THE SQL Server Blog Spot on the Web

Welcome to SQLblog.com - The SQL Server blog spot on the web Sign in | |
in Search

Alberto Ferrari

Thinking in DAX: Counting Products in the Current Status with PowerPivot

One of my readers came to me with an interesting formula to compute in PowerPivot. Even if I don’t normally post about very specific scenarios, I think this time it is interesting to write a blog post since the formula can be easily created, if you think at it in DAX, while it is very hard if you are still approaching it with an MDX or SQL mindset. Thinking in DAX is something that comes after a lot of formula authoring, something that all BI professionals should strive for, as Vertipaq in the new SSAS engine is approaching pretty fast!

The scenario is pretty simple. A processing capability handles items (A, B, C) and, during the working process, the status of a product changes. Each time a product changes its status a new row is added to a logging table, along with a value, indicating the cost of the transformation. The raw data can be simulated with this table:

image

You can see, from the highlighted cells, that product A changed its status twice on the first of January, first it became an Apple, and then an Orange (don’t ask me why my reader decided to use fruits to model status, this overcomes my comprehension Sorriso but I still find it amusing, so I have not changed it).

Now, with this set of data, the requirement is to compute, at the end of each day, how many products are in a specific status. Thus, product A, at the end of the first of January, was an Orange, even if it has been an Apple for some hourse. Moreover, it should be noted that A keeps the status of Orange during the period from the first to the fifth of January, even if no more rows were added to the table. No new rows, in this case, means “keep the last status”.

When I received the workbook for some testing, it contained two tables: one pretty standard calendar table and the History table, as I have shown it in the previous picture. Moreover, a relationship was holding between the two tables, based on the date.

In such a scenario the relationship is not only incorrect, it is misleading. From the functional point of view, there is no relationship between the fact table and the calendar table. For example, on the second of January, there are no data in the fact table but all of the measures should be computed taking into account the dates before the current one. Thus, the first step I have done is to delete the relationship so that I will leverage DAX only to solve the scenario. PowerPivot will continue to ask you the permission to auto-detect relationships… disable that feature, we know that, in this scenario, we don’t want to leverage automatic relationships.

Now, to solve the scenario we should use a variation of the SCD handling formulas I provided in a previous post. In fact, the table looks very similar to a slowly changing dimension but, this time, we want to compute the last status of a product in a given point in time, where the point in time is not fixed but it changes following the filters imposed by the PivotTable. Said in other words, we are going to compute the SCD status of a product at a variable point in time.

TASK DIRECTIONS:
Continue the blog post about counting products by their current status with DAX in PowerPivot, starting right after its final sentence.

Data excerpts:

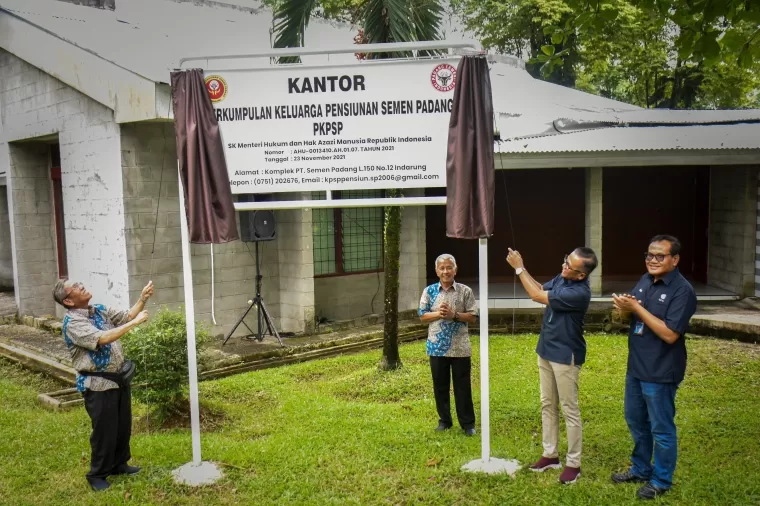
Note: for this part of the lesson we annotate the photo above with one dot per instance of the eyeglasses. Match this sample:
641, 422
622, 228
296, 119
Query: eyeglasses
75, 286
568, 266
659, 258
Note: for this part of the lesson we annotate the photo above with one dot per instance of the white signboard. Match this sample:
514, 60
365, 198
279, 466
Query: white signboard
369, 125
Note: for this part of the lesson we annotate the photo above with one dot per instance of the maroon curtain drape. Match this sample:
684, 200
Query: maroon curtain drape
469, 164
203, 168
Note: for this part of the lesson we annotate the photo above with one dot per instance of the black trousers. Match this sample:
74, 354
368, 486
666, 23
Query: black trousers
111, 415
445, 369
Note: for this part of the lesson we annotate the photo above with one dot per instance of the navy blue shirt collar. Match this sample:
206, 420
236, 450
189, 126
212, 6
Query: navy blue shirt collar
667, 278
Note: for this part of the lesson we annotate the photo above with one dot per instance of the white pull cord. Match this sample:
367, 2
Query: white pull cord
213, 318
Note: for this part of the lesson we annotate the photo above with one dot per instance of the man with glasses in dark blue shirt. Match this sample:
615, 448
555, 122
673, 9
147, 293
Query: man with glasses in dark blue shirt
561, 351
661, 306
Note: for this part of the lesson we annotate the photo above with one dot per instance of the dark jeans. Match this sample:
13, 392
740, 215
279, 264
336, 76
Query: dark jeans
650, 413
111, 415
458, 368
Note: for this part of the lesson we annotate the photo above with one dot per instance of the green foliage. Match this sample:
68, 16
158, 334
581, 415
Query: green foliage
381, 21
159, 350
338, 431
629, 50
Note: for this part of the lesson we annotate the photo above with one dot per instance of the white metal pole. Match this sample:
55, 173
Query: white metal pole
484, 394
192, 366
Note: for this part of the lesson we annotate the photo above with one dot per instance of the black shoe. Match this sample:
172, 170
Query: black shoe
98, 484
125, 469
650, 491
628, 477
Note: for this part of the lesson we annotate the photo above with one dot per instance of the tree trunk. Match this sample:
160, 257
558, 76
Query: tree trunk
391, 359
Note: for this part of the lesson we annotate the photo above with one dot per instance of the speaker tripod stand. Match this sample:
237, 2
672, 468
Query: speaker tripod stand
261, 310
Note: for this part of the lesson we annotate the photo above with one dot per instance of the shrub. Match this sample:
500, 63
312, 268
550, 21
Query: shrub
159, 351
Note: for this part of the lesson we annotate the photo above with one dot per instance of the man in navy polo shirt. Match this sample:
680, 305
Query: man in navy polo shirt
661, 306
561, 352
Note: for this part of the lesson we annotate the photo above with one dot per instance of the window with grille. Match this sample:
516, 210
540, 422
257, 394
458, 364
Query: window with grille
348, 241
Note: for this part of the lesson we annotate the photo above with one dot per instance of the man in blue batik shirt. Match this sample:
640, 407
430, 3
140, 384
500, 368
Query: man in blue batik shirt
92, 333
661, 305
449, 307
561, 352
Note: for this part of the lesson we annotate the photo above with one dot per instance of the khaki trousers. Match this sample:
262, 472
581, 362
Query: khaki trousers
559, 386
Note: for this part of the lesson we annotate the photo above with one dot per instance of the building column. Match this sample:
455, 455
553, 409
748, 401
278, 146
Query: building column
412, 268
594, 186
733, 219
757, 240
296, 268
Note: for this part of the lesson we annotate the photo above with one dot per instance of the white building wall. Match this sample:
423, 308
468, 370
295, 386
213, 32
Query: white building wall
34, 105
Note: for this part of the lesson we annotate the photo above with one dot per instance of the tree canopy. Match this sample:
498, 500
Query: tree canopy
653, 53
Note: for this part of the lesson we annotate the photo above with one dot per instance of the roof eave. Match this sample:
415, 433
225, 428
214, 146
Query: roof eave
131, 96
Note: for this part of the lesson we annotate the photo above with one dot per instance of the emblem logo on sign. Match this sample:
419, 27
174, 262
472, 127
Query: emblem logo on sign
216, 87
444, 77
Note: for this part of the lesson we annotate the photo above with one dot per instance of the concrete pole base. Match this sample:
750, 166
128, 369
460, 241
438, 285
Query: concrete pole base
492, 466
195, 475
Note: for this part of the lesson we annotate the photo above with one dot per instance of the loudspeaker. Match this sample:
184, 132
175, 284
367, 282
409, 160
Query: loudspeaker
256, 226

ANSWER FOR THIS EXERCISE:
Please stop one second and think twice at what I have said, since this is where “DAX thinking” come to play. In this data model we don’t have a Product dimension, nor we have any canonical SCD handling. Nevertheless, by leveraging the tremendous speed of the Vertipaq engine, we are going to create a sort of “running SCD” on the fly, during the formula computation. This kind of computation is something that you would never try with MDX or SQL, it is a feature that can be leveraged only with DAX, where heavy leaf-level computation is carried on at a blazing speed.

Now, it is time to show the final result and the formula, which I will describe in a few moments:

image

The result is straightforward: the grand total always shows three products (A, B and C) while the count at the status columns show the number of products that, at the end of that day, are in the given status. You can see that data is shown even for days where no fact table data exists, since the formula will leverage previous information to compute the SCD status at that day.

Now the formula:

=CALCULATE (
    COUNTROWS (
        FILTER (
            HistoryT,
            HistoryT[Id] = 
                CALCULATE (
                    MAX (HistoryT[Id]), 
                    ALL (HistoryT),
                    HistoryT[ItemId] = EARLIER (HistoryT[ItemId]),
                    HistoryT[ShortDate] <= VALUES (Dates[Date])
              )
        )
    ),
    LASTDATE (Dates[Date])
)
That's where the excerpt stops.